-- start of Data excerpts --

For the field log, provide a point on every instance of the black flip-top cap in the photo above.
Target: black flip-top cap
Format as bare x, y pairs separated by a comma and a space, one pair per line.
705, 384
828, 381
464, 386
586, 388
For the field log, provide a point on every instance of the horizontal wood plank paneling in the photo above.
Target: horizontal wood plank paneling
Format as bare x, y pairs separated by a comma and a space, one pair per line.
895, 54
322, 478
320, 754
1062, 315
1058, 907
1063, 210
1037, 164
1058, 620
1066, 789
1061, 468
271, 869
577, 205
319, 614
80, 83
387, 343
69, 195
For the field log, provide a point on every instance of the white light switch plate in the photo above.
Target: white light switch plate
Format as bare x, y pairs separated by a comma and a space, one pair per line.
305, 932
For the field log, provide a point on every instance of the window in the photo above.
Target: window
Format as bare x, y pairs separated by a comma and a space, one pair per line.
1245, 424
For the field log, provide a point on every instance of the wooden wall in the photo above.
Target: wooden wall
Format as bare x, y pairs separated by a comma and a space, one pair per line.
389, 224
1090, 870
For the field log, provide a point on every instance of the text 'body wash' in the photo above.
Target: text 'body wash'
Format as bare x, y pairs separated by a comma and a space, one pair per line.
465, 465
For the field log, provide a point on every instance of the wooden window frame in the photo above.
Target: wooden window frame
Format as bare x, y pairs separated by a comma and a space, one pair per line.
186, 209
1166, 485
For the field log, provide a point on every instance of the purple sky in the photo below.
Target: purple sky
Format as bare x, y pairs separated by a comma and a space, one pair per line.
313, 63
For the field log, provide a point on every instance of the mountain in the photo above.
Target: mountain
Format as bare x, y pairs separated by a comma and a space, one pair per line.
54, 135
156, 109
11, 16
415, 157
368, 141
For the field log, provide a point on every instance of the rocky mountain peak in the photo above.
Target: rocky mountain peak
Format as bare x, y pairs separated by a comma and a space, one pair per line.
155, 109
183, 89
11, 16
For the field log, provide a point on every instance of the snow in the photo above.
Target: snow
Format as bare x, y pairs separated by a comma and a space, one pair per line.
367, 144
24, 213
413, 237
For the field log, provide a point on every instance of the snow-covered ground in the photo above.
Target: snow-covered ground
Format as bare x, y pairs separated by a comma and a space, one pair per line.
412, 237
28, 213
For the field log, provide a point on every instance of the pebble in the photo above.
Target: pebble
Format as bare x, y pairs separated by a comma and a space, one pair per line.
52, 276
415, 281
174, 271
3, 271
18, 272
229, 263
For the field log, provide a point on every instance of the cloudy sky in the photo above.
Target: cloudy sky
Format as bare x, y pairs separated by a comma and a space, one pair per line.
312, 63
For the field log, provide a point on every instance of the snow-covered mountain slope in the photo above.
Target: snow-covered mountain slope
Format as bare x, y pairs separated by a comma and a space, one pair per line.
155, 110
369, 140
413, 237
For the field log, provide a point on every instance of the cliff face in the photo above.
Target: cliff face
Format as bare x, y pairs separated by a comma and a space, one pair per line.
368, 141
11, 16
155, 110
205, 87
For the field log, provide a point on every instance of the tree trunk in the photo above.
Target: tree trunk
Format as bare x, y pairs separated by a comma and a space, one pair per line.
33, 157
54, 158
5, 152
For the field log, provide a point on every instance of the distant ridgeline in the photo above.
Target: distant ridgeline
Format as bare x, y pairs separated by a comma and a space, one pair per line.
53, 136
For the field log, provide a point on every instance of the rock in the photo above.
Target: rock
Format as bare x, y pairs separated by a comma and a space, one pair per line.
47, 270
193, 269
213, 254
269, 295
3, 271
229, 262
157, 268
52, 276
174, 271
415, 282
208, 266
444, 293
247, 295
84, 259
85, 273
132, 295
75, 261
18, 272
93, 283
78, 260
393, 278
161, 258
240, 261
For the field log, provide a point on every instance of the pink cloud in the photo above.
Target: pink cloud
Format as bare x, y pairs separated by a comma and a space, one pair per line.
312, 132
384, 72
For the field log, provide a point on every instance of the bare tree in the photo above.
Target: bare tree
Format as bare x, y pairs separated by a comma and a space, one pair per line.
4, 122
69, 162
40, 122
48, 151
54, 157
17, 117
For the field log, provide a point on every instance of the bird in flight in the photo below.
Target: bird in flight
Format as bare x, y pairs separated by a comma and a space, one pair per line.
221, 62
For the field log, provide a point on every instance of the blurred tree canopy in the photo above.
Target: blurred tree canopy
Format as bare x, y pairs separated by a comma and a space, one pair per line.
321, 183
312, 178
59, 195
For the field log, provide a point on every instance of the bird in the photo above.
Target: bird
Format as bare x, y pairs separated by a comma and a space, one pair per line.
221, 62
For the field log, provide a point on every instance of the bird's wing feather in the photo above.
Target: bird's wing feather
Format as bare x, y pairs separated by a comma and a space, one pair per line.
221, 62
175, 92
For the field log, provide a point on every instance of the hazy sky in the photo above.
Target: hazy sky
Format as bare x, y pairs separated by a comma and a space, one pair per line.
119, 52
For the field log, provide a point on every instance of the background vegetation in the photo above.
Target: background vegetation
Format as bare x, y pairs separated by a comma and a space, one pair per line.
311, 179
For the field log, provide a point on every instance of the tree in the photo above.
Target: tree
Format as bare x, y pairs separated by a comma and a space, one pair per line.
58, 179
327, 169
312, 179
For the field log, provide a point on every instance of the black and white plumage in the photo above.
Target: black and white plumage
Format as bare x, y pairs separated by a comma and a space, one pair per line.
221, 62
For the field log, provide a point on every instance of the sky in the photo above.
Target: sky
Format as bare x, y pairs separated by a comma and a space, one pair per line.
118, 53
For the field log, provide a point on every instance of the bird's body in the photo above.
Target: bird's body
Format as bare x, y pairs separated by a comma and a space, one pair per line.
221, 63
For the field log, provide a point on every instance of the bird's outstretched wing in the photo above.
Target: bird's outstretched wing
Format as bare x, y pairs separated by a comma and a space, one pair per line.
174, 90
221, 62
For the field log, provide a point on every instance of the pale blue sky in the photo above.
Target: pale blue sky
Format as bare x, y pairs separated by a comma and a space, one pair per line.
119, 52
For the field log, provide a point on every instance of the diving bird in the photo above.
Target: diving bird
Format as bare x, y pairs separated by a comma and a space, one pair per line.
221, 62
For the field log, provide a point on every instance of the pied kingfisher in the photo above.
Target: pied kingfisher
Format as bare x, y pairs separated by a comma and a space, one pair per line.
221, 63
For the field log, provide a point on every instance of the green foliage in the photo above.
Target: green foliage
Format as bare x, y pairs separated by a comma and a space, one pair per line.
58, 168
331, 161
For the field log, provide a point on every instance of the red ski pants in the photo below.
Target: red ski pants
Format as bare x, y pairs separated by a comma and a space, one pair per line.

-- end of Data excerpts --

Your task: Retype the records in full. Keep every line identical to the original.

Solution to the exercise:
For the field log, provide a point on every instance of the black flip-top cap in the photo above.
Target: black flip-top cap
Format as bare x, y pairs separated by a comma and a space, one pair per line.
705, 384
828, 381
464, 386
586, 388
For the field log, provide a point on every instance of the horizontal wood plank paneling in the photo above.
Target: horizontal wood plank paneling
Format as bare x, y pairs separated by a comma and a space, one pair per line.
895, 54
322, 478
320, 754
1062, 315
1058, 907
1063, 210
1037, 164
1058, 620
1066, 789
1061, 468
271, 869
577, 205
319, 614
80, 83
387, 343
69, 195
For the field log, provide a point on every instance of the white light switch plate in the photo above.
Target: white light switch plate
Format as bare x, y pairs separated by a comma and a space, one pair per line.
305, 932
For the field log, provide a point on every instance of the window in the photo above.
Target: window
Format as bare x, y pairs separated by a comma and a space, one pair per line.
1245, 424
For the field log, provide a point on every instance of the wooden wall in the photo above.
Target: wooden wall
Format as bare x, y pairs separated by a comma and a space, one pair per line.
389, 224
1090, 870
For the field log, provide a point on every instance of the text 'body wash' in the photo above.
Target: text 'body wash'
Format as bare x, y pairs separated by a comma and a space, one pair per line.
465, 465
For the field log, provide a point on every instance of the wooden window frame in the photo above.
Target: wooden window frame
Format as bare x, y pairs separated by a comma and a space, one pair per line.
186, 209
1166, 485
For the field log, provide a point on every instance of the purple sky in the photo below.
Target: purple sky
Format as bare x, y pairs separated by a comma and a space, one pair per line.
313, 63
For the field log, provide a point on every instance of the mountain in the photo above.
Target: mountain
Format as bare x, y pairs separated by a comma and a space, one pair per line.
54, 135
156, 109
11, 16
415, 157
368, 141
For the field log, provide a point on every instance of the rocky mountain peak in the photo above.
Target: rocky mountain peak
Format as bare x, y pairs separated by a comma and a space, one pair per line.
155, 109
183, 89
11, 16
For the field log, provide a point on every instance of the snow in the photo above.
Target: snow
Format as bare x, y pairs separated by a comma and a space, one pair per line.
367, 144
24, 213
413, 237
For the field log, provide a point on every instance of the snow-covered ground in the photo above.
Target: snow-covered ground
Format as bare x, y pairs separated by a comma and a space, one pair per line.
412, 237
28, 213
For the field log, provide a point on every instance of the pebble in the photo above.
Target: pebble
Format as bare x, y pairs separated by a comma and a space, one pair per line.
52, 276
415, 281
174, 271
3, 271
18, 272
229, 263
For the field log, provide a point on every instance of the cloudy sky in the photo above.
Target: cloudy sky
Format as bare x, y pairs separated by a comma and a space, one pair per line.
312, 63
For the field log, provide a point on every instance of the snow-covered mountain slope in the photo above.
Target: snow-covered mountain slope
Format as bare x, y pairs separated by a comma and a space, one pair per line.
155, 110
369, 140
413, 237
For the field log, provide a point on every instance of the cliff face in the photo above.
Target: cliff face
Format as bare x, y pairs separated by a comma and a space, one pair per line.
368, 141
11, 16
155, 110
205, 87
For the field log, provide a point on every instance of the tree trunk in the photo above.
Target: tree trunk
Format as bare x, y pairs separated by a comma and a space, one pair per line.
33, 157
54, 158
5, 152
For the field log, provide a point on every instance of the distant ridgeline in the photo above.
Target: distant ridgeline
Format as bare x, y pairs separated by a comma and a space, one pair per line.
53, 136
For the field log, provide a point on every instance of the rock in the photo above.
Target: rock
Format as bare x, y pairs separated by a comma and a space, one pair per line.
47, 270
193, 269
213, 254
269, 295
3, 271
229, 262
157, 268
52, 276
174, 271
415, 282
208, 266
444, 293
247, 295
84, 259
85, 273
132, 295
75, 261
18, 272
93, 283
78, 260
393, 278
161, 258
240, 261
For the field log, provide a point on every instance of the pink cloud in the photo above.
Target: pink cloud
Format as bare x, y pairs separated by a comma and a space, one pair per line.
312, 132
384, 72
For the field log, provide a point on every instance of the bare tree in the photo above.
Target: bare tree
Format as bare x, y pairs separated by a comma and a space, one pair per line.
4, 122
69, 162
40, 122
48, 151
54, 157
17, 117
For the field log, provide a point on every instance of the bird in flight in the photo below.
Target: bird in flight
Format as bare x, y pairs separated by a comma and a space, one pair per line.
221, 62
For the field log, provide a point on every instance of the blurred tree canopy in the photo above.
Target: blurred tree canopy
Format as bare x, y pairs separated by a comma and a space, one pair per line.
321, 183
312, 178
59, 195
For the field log, provide a point on every instance of the bird in the photo above.
Target: bird
Format as bare x, y pairs separated by a comma and a space, one pair per line.
221, 62
For the field log, provide a point on every instance of the bird's wing feather in the photo above.
Target: bird's wing feather
Format as bare x, y pairs separated by a comma and a space, one pair per line.
221, 62
175, 92
For the field log, provide a point on every instance of the hazy sky in the photo above.
Target: hazy sky
Format as bare x, y pairs separated by a comma and a space, one pair per line.
119, 52
For the field log, provide a point on every instance of the background vegetation in the photo above.
Target: background vegetation
Format as bare x, y pairs separated by a comma and a space, one pair per line.
311, 179
For the field log, provide a point on every instance of the tree in the photo above.
Target: tree
Format as bare x, y pairs separated by a comma and a space, one pair per line.
58, 179
327, 169
312, 179
For the field log, provide a point on every instance of the black and white plumage in the photo above.
Target: black and white plumage
Format as bare x, y pairs separated by a comma and a space, one pair per line.
221, 62
For the field log, provide a point on every instance of the sky in the photo above.
Target: sky
Format as bare x, y pairs separated by a comma and a space, one pair per line.
118, 53
For the field log, provide a point on every instance of the bird's body in the photo above.
Target: bird's body
Format as bare x, y pairs separated by a comma and a space, one pair per line.
221, 63
For the field log, provide a point on every instance of the bird's outstretched wing in the photo above.
Target: bird's outstretched wing
Format as bare x, y pairs separated by a comma and a space, one pair per line.
174, 90
221, 62
For the field log, provide a point on every instance of the pale blue sky in the photo above.
Target: pale blue sky
Format as bare x, y pairs separated by a comma and a space, one pair per line.
119, 52
For the field log, provide a point on every instance of the diving bird in the photo above.
Target: diving bird
Format as bare x, y pairs separated by a comma and a space, one pair per line.
221, 62
For the field log, provide a point on every instance of the pied kingfisher in the photo above.
Target: pied kingfisher
Format as bare x, y pairs separated by a comma and a space, one pair per line.
221, 63
For the field log, provide a point on every instance of the green foliage in the photo above.
Target: green foliage
Format as bare x, y pairs separated by a comma and a space, one pair per line.
58, 168
331, 161
For the field log, provide a point on every instance of the red ski pants in the photo below.
Target: red ski pants
Format as bare x, y pairs separated by a comma and a space, one pair per line.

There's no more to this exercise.